### Descrição da tarefa
Como o trecho sobre educação moral define a virtude?

### Trecho do texto
************

Além disso, diante do legado das pedagogias modernas e pós-modernas, as primeiras, verticais e autoritárias e as segundas, horizontais e antiautoritárias, o Papa resgata o tema – hoje recuperado também das ciências humanas - da boa vontade e dos bons hábitos, o tema da virtudes:


A tarefa dos pais inclui uma educação da vontade e um desenvolvimento de hábitos bons e tendências afetivas para o bem ...

A educação moral é cultivar a liberdade através de propostas, motivações, aplicações práticas, estímulos, prêmios, exemplos, modelos, símbolos, reflexões, exortações, revisões do modo de agir e diálogos que ajudem as pessoas a desenvolver aqueles princípios interiores estáveis que movem a praticar espontaneamente o bem. A virtude é uma convicção que se transformou num princípio interior e estável do agir. Assim, a vida virtuosa constrói a liberdade, fortifica-a e educa-a, evitando que a pessoa se torne escrava de inclinações compulsivas desumanizadoras e anti-sociais (AL 264.267).

************

### Linhas de dados
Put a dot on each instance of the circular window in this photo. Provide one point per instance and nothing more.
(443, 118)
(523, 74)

************

### Resultado da tarefa
Como uma convicção que se transformou num princípio interior e estável do agir.